## [Exercise task]
Retype the rows from the start through the line containing "0;383;1270;952", both ends included, matching them character for character.

· · · · · · ·

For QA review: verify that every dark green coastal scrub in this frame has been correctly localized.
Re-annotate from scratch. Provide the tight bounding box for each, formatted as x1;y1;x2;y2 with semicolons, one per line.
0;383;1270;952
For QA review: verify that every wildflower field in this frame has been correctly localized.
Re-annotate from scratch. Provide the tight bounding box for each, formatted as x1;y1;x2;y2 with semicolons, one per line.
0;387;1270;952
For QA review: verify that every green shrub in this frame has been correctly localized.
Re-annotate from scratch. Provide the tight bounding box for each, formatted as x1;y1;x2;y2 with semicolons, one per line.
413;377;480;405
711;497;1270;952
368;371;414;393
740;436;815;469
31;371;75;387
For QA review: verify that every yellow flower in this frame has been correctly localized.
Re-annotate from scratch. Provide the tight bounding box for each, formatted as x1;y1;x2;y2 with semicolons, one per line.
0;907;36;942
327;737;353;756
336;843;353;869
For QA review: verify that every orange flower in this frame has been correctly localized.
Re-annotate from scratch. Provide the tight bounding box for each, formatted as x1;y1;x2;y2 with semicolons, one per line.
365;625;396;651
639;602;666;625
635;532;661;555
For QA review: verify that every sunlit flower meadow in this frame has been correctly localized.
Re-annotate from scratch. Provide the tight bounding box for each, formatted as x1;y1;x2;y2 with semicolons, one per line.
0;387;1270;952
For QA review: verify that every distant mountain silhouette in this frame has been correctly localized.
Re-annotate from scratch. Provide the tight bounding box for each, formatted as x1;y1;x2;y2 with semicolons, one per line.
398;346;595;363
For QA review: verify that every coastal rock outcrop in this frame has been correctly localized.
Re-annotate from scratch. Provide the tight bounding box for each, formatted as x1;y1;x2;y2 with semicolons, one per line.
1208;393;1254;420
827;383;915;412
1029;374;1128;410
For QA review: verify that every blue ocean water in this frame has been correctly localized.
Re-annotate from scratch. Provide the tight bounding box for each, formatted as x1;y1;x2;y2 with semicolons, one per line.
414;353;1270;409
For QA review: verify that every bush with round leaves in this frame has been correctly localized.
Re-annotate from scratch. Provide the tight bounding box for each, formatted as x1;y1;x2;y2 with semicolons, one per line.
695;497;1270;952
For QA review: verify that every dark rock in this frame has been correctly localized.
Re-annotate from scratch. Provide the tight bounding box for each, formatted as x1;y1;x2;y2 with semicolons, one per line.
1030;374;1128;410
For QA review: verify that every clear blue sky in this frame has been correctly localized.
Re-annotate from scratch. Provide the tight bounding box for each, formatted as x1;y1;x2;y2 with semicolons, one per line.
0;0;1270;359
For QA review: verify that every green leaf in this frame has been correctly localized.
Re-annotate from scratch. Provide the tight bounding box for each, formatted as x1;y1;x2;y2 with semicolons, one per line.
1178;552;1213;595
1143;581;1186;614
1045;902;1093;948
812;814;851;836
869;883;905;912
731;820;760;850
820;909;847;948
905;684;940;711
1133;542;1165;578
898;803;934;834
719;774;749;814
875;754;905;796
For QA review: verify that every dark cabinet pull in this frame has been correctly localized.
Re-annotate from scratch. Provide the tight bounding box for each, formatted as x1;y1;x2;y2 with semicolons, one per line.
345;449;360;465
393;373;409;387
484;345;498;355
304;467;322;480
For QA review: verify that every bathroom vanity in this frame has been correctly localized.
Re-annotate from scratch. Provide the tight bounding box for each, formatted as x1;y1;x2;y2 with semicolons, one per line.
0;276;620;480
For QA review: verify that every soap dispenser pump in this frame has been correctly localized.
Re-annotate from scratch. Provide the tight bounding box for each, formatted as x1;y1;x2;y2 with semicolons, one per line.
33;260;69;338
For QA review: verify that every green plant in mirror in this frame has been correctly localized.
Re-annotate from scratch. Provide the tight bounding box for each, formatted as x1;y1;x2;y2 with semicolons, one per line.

· · · · · · ·

## [Correct answer]
For QA review: verify that every dark green coastal scrub in this frame has been correctly localized.
Re-annotate from scratch. Provide the tight bounding box for each, formatted as x1;y1;x2;y2 with semicolons, one per line.
0;383;1270;952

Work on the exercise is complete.